• _Try it_: Pick up the motivation section on why computers cannot keep up with visual scene data right after its last sentence, and carry it forward.

• _Document section_:
Motivation

In science fiction, communications networks allow characters to talk to each other over videophones, and robots can navigate through and manipulate their environment based entirely on visual data. In reality, these tasks are currently impossible. The main reason is that although algorithms for compressing or interpreting scene information are numerous and well documented, the vast amounts of data present in every scene, and the speed with which it changes, quickly overwhelms any computer's processing ability.

There are two main reasons why computer-based algorithms struggle to keep up. Firstly, the data must be converted from an analogue to a digital representation. This dramatically increases the cost of transmitting the information from one part of a circuit to another. If, say, a 16 bit representation of pixel intensity is used, then either a 16 bit bus must be used to carry the data, increasing the cost of the system by a factor of 16, or the data can be multiplexed on a single line, thereby reducing the speed by a factor of 16.

Secondly, and more importantly, every computation must pass through a single CPU, in a serial manner. Although each computation is relatively straightforward, the bottleneck of the CPU greatly limits the size of problem that can be solved [7].

• _Given records_:
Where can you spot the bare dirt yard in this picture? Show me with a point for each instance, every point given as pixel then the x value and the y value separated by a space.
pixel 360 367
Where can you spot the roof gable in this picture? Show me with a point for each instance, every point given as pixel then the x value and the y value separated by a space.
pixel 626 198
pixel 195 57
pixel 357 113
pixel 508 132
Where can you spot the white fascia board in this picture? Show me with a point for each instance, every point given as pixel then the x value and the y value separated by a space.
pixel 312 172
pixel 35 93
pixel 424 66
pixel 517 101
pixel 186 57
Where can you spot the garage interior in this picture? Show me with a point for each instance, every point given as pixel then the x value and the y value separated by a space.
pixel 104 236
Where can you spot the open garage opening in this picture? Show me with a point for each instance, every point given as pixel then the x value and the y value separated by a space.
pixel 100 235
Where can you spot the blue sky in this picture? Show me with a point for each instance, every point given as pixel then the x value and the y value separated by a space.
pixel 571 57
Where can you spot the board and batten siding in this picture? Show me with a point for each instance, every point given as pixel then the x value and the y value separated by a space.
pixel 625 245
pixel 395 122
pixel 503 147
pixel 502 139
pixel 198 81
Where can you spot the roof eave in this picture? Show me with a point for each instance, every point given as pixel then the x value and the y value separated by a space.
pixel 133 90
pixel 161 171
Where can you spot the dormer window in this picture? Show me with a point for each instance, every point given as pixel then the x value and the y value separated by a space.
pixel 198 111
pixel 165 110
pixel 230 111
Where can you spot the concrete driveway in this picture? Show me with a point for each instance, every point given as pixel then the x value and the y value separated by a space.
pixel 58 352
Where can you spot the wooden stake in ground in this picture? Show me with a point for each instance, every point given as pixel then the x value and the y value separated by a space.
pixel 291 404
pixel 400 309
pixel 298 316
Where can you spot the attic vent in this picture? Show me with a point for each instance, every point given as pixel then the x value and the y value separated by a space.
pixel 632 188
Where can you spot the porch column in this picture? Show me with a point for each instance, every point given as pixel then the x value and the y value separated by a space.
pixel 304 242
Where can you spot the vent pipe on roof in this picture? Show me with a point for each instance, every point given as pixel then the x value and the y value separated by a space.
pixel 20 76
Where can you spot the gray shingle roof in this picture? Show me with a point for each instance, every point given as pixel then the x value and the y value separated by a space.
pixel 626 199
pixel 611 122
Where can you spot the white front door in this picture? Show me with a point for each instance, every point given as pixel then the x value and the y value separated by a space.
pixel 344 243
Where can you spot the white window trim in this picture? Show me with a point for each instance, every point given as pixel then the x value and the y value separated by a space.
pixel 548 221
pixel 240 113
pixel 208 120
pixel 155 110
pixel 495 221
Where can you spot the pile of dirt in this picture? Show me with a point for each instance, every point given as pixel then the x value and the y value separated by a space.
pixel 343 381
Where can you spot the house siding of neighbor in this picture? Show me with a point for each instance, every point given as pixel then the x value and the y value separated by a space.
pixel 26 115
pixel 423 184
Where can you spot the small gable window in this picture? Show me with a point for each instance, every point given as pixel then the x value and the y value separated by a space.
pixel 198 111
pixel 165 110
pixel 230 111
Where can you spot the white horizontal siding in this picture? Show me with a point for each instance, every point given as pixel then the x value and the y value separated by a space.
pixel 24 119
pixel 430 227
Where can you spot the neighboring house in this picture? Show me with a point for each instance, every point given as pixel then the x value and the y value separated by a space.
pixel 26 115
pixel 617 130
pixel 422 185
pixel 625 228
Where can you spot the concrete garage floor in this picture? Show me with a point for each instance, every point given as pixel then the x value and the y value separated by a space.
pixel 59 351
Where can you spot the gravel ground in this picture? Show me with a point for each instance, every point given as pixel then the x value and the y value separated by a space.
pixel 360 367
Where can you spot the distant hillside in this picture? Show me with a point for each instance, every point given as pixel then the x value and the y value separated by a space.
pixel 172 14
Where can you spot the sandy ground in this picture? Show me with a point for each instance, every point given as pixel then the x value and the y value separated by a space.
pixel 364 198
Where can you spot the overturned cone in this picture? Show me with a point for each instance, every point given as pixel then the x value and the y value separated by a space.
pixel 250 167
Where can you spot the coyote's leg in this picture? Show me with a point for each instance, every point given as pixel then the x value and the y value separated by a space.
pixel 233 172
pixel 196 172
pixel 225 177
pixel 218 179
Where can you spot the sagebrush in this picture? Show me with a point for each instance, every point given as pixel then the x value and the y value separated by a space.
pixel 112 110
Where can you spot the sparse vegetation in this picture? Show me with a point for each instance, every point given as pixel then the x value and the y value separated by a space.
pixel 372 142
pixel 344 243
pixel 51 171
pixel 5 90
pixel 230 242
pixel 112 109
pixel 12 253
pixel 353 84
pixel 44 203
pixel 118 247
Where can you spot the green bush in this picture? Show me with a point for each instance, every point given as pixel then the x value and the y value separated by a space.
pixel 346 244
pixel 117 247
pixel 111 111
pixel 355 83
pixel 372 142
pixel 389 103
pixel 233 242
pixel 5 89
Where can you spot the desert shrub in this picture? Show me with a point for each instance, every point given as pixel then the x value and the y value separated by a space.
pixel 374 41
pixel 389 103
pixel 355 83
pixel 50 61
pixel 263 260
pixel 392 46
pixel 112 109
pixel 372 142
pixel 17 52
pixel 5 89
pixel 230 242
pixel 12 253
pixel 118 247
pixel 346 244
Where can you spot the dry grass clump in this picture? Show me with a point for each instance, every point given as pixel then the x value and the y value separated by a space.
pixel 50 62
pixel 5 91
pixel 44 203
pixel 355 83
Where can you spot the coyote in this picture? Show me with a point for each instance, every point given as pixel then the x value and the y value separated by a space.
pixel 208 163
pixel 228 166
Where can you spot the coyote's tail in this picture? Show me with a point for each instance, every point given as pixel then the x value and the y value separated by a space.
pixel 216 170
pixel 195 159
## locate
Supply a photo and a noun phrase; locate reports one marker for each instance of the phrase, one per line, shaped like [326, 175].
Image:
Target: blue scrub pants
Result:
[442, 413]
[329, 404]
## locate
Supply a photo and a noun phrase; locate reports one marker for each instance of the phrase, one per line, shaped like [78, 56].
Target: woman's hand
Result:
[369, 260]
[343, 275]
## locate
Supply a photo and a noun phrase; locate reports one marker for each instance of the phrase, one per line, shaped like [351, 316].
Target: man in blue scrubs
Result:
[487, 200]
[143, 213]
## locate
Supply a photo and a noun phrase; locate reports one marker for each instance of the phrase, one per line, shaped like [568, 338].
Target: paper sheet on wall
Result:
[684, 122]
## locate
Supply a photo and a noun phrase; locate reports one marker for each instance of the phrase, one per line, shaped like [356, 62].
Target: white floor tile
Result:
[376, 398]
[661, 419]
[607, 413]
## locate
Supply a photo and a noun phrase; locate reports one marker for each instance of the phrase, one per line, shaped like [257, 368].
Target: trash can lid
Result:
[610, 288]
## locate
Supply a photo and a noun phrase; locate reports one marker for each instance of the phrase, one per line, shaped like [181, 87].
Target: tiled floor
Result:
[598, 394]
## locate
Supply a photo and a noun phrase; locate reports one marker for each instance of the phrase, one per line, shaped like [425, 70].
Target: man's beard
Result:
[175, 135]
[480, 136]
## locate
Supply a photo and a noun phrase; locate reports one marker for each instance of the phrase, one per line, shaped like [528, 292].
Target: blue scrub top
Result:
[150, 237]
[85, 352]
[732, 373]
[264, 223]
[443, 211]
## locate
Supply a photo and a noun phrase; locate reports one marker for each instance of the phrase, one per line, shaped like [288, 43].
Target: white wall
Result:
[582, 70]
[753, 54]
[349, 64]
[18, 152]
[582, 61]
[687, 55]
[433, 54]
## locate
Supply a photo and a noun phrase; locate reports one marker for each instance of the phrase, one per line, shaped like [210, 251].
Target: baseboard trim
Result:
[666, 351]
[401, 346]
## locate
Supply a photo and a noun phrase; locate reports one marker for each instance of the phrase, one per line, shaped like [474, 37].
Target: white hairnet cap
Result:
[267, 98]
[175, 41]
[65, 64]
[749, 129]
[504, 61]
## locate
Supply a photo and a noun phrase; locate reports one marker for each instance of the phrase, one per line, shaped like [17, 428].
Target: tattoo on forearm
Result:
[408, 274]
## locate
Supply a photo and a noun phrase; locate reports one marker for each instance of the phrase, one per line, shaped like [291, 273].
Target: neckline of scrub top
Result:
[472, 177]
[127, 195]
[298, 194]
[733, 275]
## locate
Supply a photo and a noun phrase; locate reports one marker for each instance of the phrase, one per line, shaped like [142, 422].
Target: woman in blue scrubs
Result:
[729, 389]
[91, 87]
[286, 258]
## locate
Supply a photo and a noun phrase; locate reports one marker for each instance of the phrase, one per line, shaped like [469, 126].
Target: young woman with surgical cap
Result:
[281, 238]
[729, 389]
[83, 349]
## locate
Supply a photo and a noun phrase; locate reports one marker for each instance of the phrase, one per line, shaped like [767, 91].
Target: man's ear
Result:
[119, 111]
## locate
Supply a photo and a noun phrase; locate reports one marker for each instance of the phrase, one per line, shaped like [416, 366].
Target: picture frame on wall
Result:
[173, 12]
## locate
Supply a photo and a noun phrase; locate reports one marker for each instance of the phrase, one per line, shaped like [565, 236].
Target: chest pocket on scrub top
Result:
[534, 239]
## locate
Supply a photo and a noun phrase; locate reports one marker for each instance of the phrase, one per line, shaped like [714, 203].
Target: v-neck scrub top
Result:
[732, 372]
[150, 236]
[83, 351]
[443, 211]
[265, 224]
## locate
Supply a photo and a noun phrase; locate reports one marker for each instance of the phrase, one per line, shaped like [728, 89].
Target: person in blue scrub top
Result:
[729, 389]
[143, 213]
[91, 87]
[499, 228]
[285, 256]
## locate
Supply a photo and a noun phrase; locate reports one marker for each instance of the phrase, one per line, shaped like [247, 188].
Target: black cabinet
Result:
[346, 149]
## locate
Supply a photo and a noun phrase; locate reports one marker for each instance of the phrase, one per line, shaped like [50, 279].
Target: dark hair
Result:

• _Exercise output_:
A solution to both these problems is to break with the whole notion of digital processing, and perform all computations with analogue circuitry at the point of image capture. The data can be processed in a much more ``natural'' form at the point of capture, utilising the natural mathematical properties of the circuit elements on silicon chips. It turns out that some operations, such as image smoothing, can be implemented by trivially simple circuitry, whereas on a computer they may require thousands of operations for each pixel. Furthermore, every pixel can have its own dedicated circuitry, all operating in parallel. Digital computational circuitry is so complicated that it cannot possibly be used in this fashion with current technology; there is no way a general purpose CPU can be affixed to every pixel in a video camera.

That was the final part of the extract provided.